* **THE DATA**
>> START

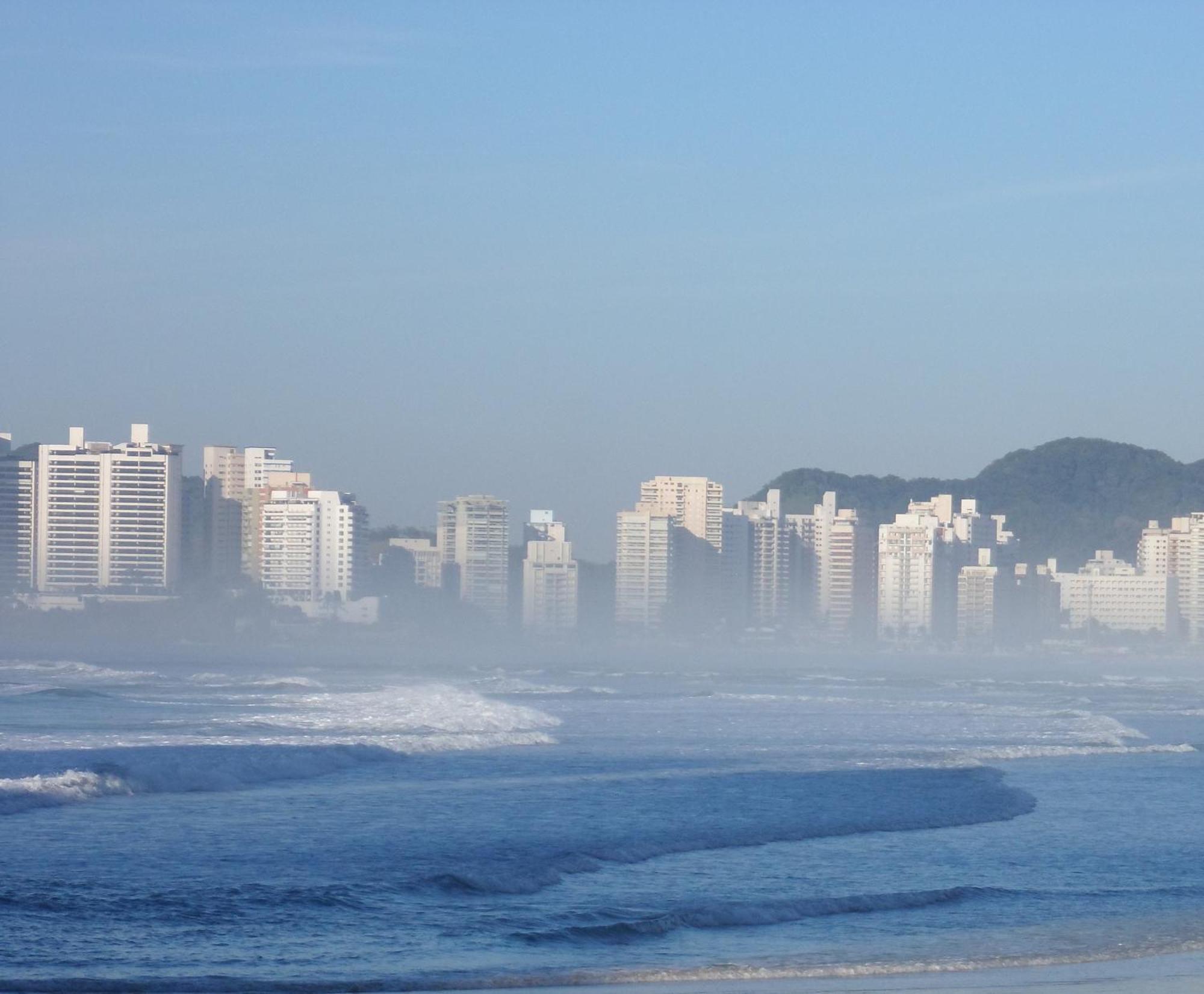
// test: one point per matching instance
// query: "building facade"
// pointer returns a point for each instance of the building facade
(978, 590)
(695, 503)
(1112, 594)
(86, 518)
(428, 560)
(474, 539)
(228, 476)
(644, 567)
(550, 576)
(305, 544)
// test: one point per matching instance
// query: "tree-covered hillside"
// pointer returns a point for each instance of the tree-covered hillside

>> END
>> START

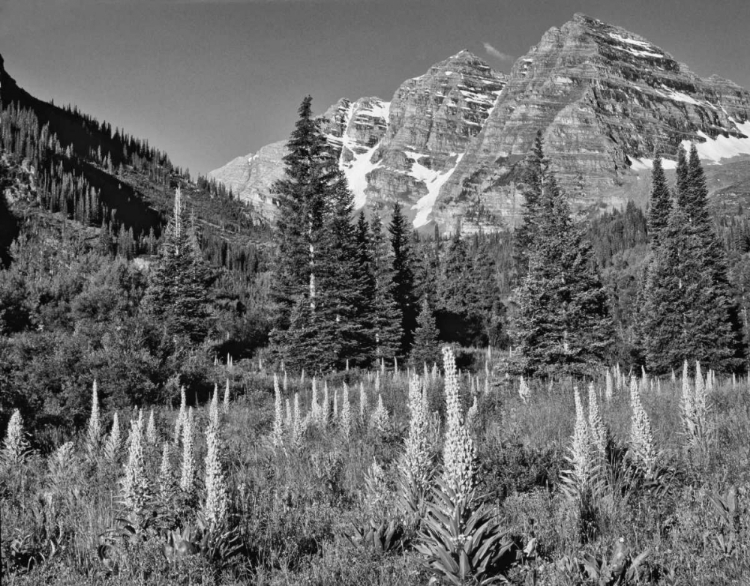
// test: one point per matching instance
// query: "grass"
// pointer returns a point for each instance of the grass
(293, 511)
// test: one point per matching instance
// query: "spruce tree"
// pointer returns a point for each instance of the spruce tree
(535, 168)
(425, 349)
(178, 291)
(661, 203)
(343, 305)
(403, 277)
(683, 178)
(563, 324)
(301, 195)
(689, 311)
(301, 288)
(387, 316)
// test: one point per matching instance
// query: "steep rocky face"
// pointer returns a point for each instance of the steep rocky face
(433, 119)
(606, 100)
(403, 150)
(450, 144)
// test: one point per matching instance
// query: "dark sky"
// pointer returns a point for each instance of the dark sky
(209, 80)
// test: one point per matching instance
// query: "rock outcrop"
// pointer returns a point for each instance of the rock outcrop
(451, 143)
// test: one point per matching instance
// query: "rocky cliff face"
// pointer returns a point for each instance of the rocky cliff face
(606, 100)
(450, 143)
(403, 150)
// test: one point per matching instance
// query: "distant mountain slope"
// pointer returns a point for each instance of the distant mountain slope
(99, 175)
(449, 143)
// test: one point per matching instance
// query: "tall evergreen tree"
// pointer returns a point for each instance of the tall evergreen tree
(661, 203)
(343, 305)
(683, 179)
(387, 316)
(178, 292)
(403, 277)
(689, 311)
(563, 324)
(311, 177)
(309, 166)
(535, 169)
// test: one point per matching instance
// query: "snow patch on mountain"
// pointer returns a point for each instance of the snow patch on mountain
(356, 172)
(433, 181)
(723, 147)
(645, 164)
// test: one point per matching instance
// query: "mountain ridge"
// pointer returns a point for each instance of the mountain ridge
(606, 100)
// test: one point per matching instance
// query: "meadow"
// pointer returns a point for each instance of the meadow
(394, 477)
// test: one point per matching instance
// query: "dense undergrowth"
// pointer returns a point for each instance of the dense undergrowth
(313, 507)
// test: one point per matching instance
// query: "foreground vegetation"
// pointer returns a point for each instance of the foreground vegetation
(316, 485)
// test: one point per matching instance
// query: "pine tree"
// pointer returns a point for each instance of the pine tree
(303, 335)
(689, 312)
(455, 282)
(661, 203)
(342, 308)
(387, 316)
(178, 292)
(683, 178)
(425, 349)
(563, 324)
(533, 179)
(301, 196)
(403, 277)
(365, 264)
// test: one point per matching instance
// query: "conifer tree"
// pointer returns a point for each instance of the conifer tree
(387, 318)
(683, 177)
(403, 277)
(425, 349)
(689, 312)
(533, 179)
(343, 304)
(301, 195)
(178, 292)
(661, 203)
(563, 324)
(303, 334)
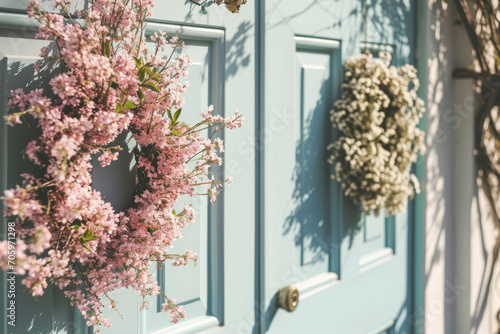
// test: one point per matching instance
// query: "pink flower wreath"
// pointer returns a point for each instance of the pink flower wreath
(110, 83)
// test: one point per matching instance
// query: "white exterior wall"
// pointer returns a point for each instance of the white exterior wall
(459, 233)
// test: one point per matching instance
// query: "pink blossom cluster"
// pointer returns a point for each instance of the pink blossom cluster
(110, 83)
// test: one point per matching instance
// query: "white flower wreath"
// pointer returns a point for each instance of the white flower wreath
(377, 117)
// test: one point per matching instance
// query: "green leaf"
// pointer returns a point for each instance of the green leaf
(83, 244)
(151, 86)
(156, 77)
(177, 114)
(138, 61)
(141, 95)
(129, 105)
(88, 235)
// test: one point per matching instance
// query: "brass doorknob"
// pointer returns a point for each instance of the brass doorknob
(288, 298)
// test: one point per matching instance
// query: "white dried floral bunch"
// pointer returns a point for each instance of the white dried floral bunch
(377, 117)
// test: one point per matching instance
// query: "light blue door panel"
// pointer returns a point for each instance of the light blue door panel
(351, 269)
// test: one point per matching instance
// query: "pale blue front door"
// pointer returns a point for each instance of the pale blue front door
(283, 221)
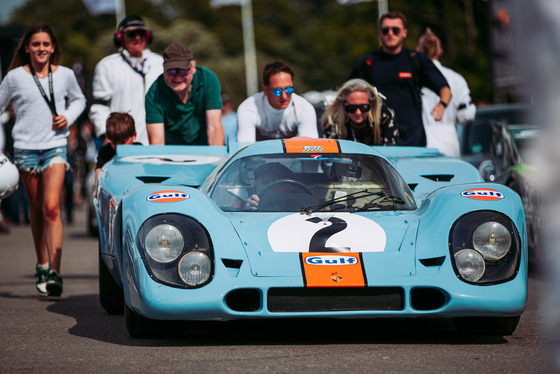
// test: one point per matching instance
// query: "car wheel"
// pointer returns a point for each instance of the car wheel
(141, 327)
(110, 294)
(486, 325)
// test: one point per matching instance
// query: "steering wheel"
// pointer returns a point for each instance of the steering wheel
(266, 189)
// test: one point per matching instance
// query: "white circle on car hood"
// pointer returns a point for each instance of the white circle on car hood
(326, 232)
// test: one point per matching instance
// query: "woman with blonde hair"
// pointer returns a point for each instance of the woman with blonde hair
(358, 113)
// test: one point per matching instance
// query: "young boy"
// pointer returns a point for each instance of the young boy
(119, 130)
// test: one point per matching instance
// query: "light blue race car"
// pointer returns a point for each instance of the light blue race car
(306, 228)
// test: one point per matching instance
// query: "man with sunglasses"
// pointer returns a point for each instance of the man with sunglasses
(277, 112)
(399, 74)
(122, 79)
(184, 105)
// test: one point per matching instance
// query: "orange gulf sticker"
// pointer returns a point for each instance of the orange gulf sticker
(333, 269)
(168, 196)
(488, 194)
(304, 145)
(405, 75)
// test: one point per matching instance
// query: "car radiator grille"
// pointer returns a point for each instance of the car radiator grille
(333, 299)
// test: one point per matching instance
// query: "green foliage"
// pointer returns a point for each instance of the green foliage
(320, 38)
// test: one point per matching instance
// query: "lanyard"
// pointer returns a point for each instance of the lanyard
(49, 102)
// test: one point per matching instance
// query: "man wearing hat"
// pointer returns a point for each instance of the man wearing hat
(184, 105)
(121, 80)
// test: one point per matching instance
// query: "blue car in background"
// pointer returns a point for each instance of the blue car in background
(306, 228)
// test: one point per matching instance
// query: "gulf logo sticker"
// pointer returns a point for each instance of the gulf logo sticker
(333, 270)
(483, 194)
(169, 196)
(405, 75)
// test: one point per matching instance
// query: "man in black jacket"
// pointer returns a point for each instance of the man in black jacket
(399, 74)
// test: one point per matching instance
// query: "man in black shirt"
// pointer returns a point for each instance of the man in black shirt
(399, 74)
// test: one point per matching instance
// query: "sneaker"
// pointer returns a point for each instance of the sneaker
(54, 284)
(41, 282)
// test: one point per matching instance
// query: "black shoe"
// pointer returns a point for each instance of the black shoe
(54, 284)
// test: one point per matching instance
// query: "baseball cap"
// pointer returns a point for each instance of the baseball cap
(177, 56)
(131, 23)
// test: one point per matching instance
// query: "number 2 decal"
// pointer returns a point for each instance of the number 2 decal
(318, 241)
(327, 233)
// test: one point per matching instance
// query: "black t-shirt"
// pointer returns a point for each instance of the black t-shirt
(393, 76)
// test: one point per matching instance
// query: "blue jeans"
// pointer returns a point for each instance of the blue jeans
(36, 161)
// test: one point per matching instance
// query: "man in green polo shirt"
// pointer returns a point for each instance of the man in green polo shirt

>> END

* **TASK BRIEF**
Report how many lines in the rows above contain the string "gulf", with case counting. Give only the number.

* **WORKED SOLUTION**
4